Pick out every line below that contains the word "petal", and copy each one in full. Case matters.

━━━━━ Input material ━━━━━

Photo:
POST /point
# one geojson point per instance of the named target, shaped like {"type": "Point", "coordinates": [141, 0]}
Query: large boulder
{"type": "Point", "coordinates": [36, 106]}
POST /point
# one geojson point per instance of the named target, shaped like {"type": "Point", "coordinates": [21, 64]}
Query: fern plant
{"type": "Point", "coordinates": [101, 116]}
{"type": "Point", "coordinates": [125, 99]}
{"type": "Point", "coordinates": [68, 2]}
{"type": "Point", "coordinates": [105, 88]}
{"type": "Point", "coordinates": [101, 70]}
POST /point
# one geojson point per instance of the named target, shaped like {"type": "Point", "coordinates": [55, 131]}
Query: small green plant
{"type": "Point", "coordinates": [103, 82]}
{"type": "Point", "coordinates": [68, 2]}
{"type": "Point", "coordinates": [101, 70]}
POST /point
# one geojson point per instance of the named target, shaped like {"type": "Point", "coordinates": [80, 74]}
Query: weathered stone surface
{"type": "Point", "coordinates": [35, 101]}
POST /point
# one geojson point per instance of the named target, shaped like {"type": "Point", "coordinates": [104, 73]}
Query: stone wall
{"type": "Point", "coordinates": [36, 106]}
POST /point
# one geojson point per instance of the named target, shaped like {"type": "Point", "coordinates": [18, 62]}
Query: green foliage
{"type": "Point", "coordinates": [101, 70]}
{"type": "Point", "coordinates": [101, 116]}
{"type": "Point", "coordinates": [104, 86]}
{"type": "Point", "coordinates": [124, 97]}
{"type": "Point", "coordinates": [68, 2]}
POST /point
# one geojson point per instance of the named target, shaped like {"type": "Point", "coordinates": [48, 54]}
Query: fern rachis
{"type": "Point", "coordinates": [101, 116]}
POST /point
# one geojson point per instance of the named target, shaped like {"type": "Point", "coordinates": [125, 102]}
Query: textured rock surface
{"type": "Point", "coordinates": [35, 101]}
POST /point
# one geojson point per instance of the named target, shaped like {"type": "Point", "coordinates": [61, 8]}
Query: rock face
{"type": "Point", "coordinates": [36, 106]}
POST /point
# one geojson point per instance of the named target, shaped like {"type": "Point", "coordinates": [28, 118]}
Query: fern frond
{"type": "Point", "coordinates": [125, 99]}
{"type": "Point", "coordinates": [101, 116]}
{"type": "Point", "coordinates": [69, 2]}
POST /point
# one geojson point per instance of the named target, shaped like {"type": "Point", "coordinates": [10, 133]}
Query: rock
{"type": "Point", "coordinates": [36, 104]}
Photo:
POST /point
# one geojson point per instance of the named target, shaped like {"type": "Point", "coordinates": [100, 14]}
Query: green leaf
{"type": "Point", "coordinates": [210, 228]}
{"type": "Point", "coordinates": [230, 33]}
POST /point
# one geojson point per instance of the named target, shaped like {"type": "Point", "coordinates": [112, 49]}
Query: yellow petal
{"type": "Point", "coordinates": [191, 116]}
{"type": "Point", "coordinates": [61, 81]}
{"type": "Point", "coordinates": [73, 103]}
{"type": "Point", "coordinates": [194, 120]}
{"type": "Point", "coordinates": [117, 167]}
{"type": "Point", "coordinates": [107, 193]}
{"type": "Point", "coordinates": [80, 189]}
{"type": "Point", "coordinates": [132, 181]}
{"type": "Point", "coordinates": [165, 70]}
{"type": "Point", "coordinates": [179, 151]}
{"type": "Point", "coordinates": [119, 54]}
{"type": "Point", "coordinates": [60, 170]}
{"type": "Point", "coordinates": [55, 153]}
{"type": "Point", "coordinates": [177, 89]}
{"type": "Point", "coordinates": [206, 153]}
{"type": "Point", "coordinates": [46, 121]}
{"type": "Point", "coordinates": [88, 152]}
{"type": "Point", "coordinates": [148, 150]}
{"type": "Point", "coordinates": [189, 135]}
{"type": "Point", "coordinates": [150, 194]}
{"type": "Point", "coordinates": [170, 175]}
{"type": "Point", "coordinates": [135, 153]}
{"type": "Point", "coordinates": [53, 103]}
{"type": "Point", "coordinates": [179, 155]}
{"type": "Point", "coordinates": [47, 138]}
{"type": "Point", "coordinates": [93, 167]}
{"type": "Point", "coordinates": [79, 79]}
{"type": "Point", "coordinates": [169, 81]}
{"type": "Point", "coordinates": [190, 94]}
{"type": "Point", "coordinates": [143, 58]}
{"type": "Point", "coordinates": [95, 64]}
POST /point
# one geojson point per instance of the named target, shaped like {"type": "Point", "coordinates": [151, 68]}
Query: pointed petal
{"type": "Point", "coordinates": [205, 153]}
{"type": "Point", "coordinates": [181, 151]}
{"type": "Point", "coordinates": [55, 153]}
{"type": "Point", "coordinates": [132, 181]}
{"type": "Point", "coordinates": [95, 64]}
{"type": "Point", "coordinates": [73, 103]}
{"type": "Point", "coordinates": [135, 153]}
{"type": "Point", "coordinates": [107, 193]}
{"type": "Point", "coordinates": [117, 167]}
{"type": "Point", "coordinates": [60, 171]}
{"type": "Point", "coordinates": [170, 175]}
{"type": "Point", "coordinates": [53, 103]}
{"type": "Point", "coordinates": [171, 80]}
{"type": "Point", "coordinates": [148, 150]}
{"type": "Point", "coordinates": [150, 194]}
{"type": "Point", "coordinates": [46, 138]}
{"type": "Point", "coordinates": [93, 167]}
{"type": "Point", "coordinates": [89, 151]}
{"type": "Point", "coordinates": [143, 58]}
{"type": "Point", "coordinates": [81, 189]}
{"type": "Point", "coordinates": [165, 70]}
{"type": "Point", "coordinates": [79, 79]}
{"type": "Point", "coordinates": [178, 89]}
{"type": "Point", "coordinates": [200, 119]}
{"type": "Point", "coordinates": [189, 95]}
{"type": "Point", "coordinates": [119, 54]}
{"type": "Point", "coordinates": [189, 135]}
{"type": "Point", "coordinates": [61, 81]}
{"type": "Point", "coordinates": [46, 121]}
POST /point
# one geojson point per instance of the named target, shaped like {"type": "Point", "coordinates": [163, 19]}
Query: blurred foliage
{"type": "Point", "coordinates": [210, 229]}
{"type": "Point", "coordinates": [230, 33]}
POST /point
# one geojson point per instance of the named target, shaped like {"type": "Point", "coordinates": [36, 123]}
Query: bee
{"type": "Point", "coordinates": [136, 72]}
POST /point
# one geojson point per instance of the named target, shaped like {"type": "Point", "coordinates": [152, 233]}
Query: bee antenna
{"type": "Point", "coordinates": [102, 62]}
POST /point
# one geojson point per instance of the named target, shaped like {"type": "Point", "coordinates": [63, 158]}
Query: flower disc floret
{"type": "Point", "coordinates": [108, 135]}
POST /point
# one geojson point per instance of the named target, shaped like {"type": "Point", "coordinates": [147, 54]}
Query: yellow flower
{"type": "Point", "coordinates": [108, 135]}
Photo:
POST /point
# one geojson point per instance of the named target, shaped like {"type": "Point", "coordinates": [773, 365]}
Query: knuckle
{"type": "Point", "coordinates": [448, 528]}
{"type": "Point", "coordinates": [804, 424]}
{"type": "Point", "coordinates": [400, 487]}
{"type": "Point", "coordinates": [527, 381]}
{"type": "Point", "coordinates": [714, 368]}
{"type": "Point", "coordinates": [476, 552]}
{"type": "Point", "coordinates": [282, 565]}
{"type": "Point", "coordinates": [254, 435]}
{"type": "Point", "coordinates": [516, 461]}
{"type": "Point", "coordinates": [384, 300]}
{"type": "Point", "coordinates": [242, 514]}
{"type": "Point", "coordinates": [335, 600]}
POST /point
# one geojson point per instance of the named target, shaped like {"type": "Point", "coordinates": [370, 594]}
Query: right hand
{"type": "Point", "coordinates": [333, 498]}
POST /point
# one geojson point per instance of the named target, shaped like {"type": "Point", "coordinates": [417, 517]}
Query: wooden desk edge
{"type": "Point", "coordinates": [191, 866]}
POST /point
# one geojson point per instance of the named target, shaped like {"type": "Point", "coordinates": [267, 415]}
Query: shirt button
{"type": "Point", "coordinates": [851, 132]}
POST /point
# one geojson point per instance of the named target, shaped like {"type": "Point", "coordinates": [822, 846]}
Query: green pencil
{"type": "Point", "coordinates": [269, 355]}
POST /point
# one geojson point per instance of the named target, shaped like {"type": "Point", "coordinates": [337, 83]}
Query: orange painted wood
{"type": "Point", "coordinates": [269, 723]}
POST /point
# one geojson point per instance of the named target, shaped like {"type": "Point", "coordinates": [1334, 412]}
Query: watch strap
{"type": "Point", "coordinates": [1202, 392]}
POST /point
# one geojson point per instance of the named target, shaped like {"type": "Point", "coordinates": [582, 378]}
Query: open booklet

━━━━━

> _Reply to the exercise_:
Query: yellow petal
Query: pointed petal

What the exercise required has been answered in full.